ACTION ITEM: Give back the entries below verbatim.
──────────
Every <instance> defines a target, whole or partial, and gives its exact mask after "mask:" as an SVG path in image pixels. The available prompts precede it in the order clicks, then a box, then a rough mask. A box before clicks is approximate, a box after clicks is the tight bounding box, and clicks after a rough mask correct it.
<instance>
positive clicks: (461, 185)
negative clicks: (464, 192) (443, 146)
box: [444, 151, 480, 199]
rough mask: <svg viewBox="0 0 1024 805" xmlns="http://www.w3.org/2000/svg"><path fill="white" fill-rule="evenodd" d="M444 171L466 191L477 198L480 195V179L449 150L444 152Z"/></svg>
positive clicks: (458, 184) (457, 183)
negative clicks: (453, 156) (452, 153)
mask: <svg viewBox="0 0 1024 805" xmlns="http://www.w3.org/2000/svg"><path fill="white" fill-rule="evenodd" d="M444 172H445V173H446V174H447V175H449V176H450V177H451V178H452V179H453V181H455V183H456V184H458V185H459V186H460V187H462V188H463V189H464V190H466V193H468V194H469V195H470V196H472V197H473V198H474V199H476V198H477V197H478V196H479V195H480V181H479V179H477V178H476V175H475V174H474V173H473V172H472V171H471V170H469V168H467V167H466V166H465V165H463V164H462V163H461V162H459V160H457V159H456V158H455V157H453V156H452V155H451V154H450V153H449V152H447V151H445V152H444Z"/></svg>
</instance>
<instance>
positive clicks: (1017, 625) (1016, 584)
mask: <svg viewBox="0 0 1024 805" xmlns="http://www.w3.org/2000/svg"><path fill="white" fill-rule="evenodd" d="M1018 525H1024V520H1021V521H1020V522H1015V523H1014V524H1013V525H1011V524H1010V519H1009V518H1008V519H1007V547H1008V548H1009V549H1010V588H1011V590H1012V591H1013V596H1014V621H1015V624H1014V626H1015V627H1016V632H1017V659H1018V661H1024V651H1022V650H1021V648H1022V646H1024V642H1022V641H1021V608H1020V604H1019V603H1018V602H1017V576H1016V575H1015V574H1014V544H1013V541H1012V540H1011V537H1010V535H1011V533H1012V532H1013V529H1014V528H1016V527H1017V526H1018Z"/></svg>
──────────
SOLUTION:
Every <instance> defines a target, whole or partial, and gives its exact mask after "mask:" as an SVG path in image pixels. The available prompts precede it in the order clicks, then a box, then a rough mask. A box before clicks is approximate, a box after clicks is the tight bounding box, and clicks after a rough mask correct it.
<instance>
positive clicks: (461, 185)
negative clicks: (464, 192) (443, 146)
box: [444, 151, 480, 199]
rough mask: <svg viewBox="0 0 1024 805" xmlns="http://www.w3.org/2000/svg"><path fill="white" fill-rule="evenodd" d="M444 171L466 191L477 198L480 195V179L449 150L444 152Z"/></svg>
positive clicks: (458, 184) (457, 183)
negative clicks: (453, 156) (452, 153)
mask: <svg viewBox="0 0 1024 805" xmlns="http://www.w3.org/2000/svg"><path fill="white" fill-rule="evenodd" d="M444 172H445V173H446V174H447V175H449V176H450V177H451V178H452V179H453V181H455V183H456V184H458V185H459V186H460V187H462V188H463V189H464V190H466V193H468V194H469V195H470V196H472V197H473V198H474V199H476V198H477V197H478V196H479V195H480V181H479V179H477V178H476V175H475V174H474V173H473V172H472V171H471V170H469V168H467V167H466V166H465V165H463V164H462V163H461V162H459V160H457V159H456V158H455V157H453V156H452V155H451V154H450V153H449V152H447V151H445V152H444Z"/></svg>
</instance>
<instance>
positive clicks: (1017, 625) (1016, 584)
mask: <svg viewBox="0 0 1024 805" xmlns="http://www.w3.org/2000/svg"><path fill="white" fill-rule="evenodd" d="M1018 525H1024V520H1021V521H1020V522H1015V523H1014V524H1013V525H1011V524H1010V519H1009V518H1008V519H1007V547H1008V548H1009V549H1010V588H1011V590H1012V591H1013V596H1014V621H1015V624H1014V626H1015V627H1016V632H1017V659H1018V661H1024V651H1022V650H1021V648H1022V646H1024V642H1022V641H1021V608H1020V604H1019V603H1018V602H1017V576H1016V575H1015V574H1014V544H1013V541H1012V540H1011V537H1010V535H1011V533H1012V532H1013V529H1014V528H1016V527H1017V526H1018Z"/></svg>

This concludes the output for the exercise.